== Data shown
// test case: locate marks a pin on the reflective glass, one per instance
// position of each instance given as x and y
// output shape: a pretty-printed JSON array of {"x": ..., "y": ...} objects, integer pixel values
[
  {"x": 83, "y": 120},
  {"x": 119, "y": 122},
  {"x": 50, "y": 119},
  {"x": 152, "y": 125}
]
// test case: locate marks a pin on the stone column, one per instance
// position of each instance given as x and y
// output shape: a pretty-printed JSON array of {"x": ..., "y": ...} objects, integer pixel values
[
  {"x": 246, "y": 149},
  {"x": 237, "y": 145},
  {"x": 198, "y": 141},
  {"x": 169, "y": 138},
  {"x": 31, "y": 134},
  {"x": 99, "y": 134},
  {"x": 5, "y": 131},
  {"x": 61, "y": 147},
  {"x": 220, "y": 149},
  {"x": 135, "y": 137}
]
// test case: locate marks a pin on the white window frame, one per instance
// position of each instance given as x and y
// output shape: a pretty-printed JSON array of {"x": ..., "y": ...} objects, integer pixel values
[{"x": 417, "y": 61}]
====
▶ _Task description_: Arrange every line above as a JSON list of strings, one string per line, with blank lines omitted.

▶ _Final result_:
[
  "// test case: locate marks a pin on the reflective glass, one per instance",
  "// position of each instance given as x and y",
  "// output shape: a pretty-printed JSON array of {\"x\": ..., \"y\": ...} objects, integer pixel values",
  "[",
  "  {\"x\": 83, \"y\": 120},",
  "  {\"x\": 119, \"y\": 122},",
  "  {\"x\": 50, \"y\": 119},",
  "  {\"x\": 152, \"y\": 125}",
  "]",
  "// test case: locate marks a pin on the stone column, one per instance",
  "// position of each instance given as x and y",
  "// output shape: a pretty-printed JSON array of {\"x\": ..., \"y\": ...} objects, integer pixel values",
  "[",
  "  {\"x\": 246, \"y\": 149},",
  "  {\"x\": 237, \"y\": 145},",
  "  {\"x\": 198, \"y\": 141},",
  "  {\"x\": 169, \"y\": 138},",
  "  {\"x\": 31, \"y\": 134},",
  "  {\"x\": 99, \"y\": 134},",
  "  {\"x\": 5, \"y\": 131},",
  "  {\"x\": 61, \"y\": 147},",
  "  {\"x\": 220, \"y\": 149},",
  "  {\"x\": 135, \"y\": 137}",
  "]",
  "// test case: locate marks a pin on the white window frame, one per instance",
  "// position of each instance given as x and y",
  "// output shape: a pretty-printed JSON array of {\"x\": ..., \"y\": ...} objects, integer pixel values",
  "[{\"x\": 417, \"y\": 61}]"
]